*AIM OF THE EXERCISE:*
Below are the entries; output exactly the lines from the one containing "Annotation task: tag one point per instance of the natural" through the final line, inclusive.

═══ SUPPLIED ENTRIES

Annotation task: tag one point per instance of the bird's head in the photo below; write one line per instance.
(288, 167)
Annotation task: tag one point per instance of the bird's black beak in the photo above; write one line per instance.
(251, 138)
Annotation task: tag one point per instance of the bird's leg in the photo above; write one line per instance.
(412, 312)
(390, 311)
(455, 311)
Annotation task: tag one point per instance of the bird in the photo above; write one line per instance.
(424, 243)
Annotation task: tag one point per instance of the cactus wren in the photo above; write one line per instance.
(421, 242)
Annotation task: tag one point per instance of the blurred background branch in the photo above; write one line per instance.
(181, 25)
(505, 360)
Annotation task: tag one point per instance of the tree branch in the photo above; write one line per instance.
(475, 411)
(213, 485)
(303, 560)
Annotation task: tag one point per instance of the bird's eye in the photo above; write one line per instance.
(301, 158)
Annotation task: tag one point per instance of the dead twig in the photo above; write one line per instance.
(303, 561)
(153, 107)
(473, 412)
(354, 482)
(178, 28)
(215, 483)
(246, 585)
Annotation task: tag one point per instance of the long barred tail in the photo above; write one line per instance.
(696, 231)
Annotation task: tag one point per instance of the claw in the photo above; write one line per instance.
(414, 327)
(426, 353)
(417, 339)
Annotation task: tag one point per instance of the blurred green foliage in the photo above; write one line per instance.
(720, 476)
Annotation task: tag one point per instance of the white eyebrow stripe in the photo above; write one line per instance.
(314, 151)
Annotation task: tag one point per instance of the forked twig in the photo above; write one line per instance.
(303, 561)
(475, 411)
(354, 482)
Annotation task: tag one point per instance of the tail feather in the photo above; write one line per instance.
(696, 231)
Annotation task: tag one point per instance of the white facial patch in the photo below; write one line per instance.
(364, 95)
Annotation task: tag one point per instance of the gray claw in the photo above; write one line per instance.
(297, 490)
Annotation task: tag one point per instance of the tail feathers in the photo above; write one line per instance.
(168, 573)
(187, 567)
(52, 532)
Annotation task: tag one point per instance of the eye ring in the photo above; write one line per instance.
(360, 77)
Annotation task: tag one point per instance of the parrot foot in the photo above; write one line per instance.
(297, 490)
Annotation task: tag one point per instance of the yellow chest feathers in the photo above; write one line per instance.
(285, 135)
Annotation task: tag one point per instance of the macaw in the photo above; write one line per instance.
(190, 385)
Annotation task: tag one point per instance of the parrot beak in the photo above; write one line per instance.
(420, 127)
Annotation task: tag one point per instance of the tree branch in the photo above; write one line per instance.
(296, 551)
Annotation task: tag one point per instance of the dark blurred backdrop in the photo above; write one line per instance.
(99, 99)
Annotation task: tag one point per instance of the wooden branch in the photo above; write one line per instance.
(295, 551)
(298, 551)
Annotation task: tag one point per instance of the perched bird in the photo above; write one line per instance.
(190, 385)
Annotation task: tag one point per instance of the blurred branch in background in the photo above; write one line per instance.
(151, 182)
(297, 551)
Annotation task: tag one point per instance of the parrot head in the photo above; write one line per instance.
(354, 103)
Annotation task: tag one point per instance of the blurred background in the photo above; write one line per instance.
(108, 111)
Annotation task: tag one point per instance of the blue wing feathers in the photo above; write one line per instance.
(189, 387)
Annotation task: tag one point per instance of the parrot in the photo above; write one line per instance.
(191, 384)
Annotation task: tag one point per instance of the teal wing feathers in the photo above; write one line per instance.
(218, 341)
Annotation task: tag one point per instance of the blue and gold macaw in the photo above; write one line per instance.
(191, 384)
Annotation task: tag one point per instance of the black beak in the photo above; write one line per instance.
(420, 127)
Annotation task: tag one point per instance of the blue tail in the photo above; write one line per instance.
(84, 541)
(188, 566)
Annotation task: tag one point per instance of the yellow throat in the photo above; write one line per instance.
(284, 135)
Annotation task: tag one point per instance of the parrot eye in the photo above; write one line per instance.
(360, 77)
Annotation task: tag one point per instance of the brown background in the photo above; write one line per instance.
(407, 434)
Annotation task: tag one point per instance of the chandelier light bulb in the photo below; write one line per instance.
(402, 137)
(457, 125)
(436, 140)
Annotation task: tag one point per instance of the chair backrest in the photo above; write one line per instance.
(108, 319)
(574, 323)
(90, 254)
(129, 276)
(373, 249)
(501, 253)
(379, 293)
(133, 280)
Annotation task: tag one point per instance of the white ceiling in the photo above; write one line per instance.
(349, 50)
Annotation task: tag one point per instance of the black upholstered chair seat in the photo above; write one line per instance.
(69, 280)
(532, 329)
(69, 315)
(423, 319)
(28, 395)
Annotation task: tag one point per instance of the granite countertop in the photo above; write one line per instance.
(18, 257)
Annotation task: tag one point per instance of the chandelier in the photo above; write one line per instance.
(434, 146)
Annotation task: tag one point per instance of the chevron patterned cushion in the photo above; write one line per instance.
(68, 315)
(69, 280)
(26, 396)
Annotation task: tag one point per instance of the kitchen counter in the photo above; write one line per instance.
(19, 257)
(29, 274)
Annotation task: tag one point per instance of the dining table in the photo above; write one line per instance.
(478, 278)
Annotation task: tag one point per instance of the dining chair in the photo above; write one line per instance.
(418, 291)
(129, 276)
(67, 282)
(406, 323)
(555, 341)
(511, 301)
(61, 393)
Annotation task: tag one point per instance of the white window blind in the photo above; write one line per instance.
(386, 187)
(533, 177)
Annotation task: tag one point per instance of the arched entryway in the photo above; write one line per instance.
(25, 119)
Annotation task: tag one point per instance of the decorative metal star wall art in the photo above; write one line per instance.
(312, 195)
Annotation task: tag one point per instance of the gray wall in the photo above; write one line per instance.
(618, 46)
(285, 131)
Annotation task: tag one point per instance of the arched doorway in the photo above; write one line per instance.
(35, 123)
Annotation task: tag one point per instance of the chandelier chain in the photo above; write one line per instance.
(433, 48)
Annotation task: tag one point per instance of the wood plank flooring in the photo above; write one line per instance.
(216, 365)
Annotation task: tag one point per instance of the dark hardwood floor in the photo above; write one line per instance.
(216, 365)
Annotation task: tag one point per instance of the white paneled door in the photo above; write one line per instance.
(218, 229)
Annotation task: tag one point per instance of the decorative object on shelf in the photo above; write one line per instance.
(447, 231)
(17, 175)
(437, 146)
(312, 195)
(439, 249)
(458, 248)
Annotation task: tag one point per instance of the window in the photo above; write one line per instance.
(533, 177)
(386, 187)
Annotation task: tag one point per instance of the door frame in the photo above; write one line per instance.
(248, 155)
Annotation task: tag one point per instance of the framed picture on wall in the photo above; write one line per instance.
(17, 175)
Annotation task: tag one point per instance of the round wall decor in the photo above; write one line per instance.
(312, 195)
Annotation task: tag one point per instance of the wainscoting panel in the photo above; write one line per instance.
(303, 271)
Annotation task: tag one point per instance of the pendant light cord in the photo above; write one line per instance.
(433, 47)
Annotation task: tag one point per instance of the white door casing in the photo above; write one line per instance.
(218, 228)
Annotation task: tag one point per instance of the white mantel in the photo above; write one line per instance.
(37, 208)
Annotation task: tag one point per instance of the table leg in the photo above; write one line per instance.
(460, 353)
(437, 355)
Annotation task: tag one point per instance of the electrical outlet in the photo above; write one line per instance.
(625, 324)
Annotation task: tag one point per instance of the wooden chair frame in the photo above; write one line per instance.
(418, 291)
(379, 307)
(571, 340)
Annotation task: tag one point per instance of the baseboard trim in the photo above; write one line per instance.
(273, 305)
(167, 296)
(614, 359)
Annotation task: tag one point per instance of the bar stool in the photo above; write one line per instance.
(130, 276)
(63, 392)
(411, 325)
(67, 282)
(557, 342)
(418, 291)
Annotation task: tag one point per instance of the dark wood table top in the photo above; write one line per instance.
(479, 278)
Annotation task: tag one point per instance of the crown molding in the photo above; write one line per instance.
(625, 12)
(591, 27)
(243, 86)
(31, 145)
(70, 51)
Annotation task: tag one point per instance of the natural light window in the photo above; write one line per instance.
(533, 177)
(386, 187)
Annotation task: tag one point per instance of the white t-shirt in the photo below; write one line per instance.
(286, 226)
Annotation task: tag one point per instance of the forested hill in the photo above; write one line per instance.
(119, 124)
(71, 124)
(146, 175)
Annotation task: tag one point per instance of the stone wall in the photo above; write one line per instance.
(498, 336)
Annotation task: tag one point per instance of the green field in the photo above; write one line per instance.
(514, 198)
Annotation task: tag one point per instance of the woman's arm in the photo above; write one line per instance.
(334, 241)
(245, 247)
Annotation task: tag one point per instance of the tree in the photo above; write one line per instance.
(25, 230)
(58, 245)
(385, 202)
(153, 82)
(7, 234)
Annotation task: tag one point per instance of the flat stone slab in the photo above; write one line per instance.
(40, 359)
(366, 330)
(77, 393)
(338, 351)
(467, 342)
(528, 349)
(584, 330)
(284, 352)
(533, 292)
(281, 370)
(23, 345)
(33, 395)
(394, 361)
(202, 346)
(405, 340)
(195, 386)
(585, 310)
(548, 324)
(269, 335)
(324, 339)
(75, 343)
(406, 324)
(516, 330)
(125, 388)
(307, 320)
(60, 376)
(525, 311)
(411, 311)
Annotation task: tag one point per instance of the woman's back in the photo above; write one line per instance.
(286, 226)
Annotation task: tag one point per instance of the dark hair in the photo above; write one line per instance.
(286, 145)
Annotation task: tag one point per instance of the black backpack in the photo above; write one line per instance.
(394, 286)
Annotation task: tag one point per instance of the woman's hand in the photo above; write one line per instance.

══════

*EXERCISE RESULT:*
Annotation task: tag one point per instance of the natural light window in the photo above; write one line per instance.
(533, 177)
(386, 187)
Annotation task: tag one point per instance of the white t-shirt in the photo below; write one line per instance.
(286, 226)
Annotation task: tag one point per instance of the forested hill in the photo above; write one line per instance.
(119, 124)
(71, 124)
(146, 175)
Annotation task: tag one point per instance of the stone wall in the photo above; write one line per instance.
(498, 336)
Annotation task: tag one point per instance of the green field in the photo above; write one line per instance.
(514, 198)
Annotation task: tag one point per instance of the woman's arm in the photo above; write one line per instance.
(334, 241)
(245, 247)
Annotation task: tag one point per instance of the tree in the photo above; write one line per instance.
(25, 230)
(58, 245)
(385, 202)
(153, 82)
(7, 234)
Annotation task: tag one point per instance of the flat stone slab in the photo above; write one line per instance.
(40, 359)
(366, 330)
(77, 393)
(338, 351)
(467, 342)
(528, 349)
(584, 330)
(284, 352)
(533, 292)
(281, 370)
(23, 345)
(33, 395)
(394, 361)
(202, 346)
(405, 340)
(195, 386)
(585, 310)
(548, 324)
(269, 335)
(324, 339)
(75, 343)
(406, 324)
(516, 330)
(125, 388)
(307, 320)
(60, 376)
(525, 311)
(411, 311)
Annotation task: tag one point per instance of the woman's back in the photo above; write one line per instance.
(286, 226)
Annotation task: tag one point per instance of the dark hair in the photo above; write one line per instance.
(286, 145)
Annotation task: tag one point per instance of the black backpack in the photo above; write one line per instance.
(394, 286)
Annotation task: tag one point per instance of the woman's hand in the photo above; write one line per instance.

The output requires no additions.